» **Excerpted text**:
Without diving into the technicalities, protecting sensitive company data includes having sensitivity labels on all documents and DLP (Data Loss Prevention) and retention policies configured in MS365, which in turn requires the right licensing and set-up. Without this in place, there would be security risks attached to Copilot adoption. We have had to check our governance around membership of MS365 groups, Teams sites and SharePoint to ensure that members are entitled to have access to the data held within those groups, without which Copilot could surface information that individuals should not have access to and would not normally find.

Setting up the Giacom environment for the deployment of Copilot took time, thought and effort. Every organisation will be different. Implementing the pre-requisites is a whole company affair, involving Compliance, Legal, HR as well as IT considerations, and may involve amendments to rules, policies, and guidance. Smaller businesses will undoubtedly need help and support from a capable technology partner, creating a significant, strategic services opportunity for MSPs and technology resellers who take the time to build ‘AI preparation’ services into their value proposition.

Taking advantage of the opportunity in AI must be top of mind for many resource-strapped small businesses. I’m not sure how many Large Language Models I have counted being discussed in the press this week – OpenAI ChatGPT-4, Google Gemini, Musk’s Grok and Meta Llama2 are the biggies – but all seem to offer open access to Independent Software Vendors (ISVs), enabling them to build their own AI applications – which, in a parallel to the dot com boom, seems to be spawning an explosion of AI companies and solutions in every niche you could conceivably imagine.  All of this must make for a very confusing landscape. Where the Channel has always thrived is in making sense of confusing markets, providing clarity for small businesses. There is a huge emerging market here for services to help UK Plc to take advantage of the opportunity, and I can see Giacom’s role evolve into an upstream curator of the best AI solutions for the Channel, making sense of this for our partners so that they in turn can offer the best AI to small businesses.

To get this right, we need to build our expertise. Our budget for next year includes investment in an AI practice to help enable our partners. We are also planning internal deployments of several types of Copilot – across M365, CRM, Dev teams and back office. Our task now is to consider the business case for each and the cohorts of people that would most benefit from the augmentation.

Our first big internal project leveraging Gen AI goes live at the end of March ‘24. We are reinventing the way we present our products to our partners in our Cloud Market platform and have implemented a shiny new Product Information Management system. Our platform team is leveraging Gen AI to work through a mountain of content to author, rewrite and create collateral and videos so that we can provide our partners with the best product information, training and enablement that helps them to skill up and sell effectively to their customers.

» **Records from a dataset**:

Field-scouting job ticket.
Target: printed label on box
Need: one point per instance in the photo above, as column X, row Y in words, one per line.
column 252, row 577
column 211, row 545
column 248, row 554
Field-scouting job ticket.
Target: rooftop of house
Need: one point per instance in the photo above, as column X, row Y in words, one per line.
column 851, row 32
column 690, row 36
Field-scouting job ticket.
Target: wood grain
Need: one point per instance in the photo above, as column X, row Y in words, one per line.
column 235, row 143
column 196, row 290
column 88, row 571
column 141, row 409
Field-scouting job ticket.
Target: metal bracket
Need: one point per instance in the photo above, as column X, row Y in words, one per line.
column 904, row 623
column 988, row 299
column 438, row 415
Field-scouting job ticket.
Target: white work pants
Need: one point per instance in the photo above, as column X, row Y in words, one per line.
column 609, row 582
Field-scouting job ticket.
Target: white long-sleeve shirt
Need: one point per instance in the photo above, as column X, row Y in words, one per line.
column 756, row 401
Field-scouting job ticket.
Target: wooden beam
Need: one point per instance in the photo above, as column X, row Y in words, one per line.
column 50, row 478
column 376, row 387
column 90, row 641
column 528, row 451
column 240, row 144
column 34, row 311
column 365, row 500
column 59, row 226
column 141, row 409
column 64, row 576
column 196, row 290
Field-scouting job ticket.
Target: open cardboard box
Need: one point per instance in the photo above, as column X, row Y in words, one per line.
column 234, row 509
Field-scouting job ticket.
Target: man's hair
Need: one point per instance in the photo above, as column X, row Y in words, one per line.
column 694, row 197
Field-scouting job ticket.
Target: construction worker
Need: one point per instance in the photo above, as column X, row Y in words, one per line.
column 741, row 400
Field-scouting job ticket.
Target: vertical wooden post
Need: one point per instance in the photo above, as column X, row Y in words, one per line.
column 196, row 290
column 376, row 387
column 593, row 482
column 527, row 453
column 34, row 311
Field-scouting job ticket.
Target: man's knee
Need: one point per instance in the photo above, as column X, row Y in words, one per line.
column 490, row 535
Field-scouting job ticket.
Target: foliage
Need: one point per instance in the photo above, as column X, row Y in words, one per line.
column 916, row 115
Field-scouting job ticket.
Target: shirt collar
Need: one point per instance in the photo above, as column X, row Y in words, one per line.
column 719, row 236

» **Task item**: Repeat the passage of the Copilot excerpt starting at "To get this" and ending at "from the augmentation.". The material is unrelated to the text and stands apart from it.

» **Output of the exercise**:
To get this right, we need to build our expertise. Our budget for next year includes investment in an AI practice to help enable our partners. We are also planning internal deployments of several types of Copilot – across M365, CRM, Dev teams and back office. Our task now is to consider the business case for each and the cohorts of people that would most benefit from the augmentation.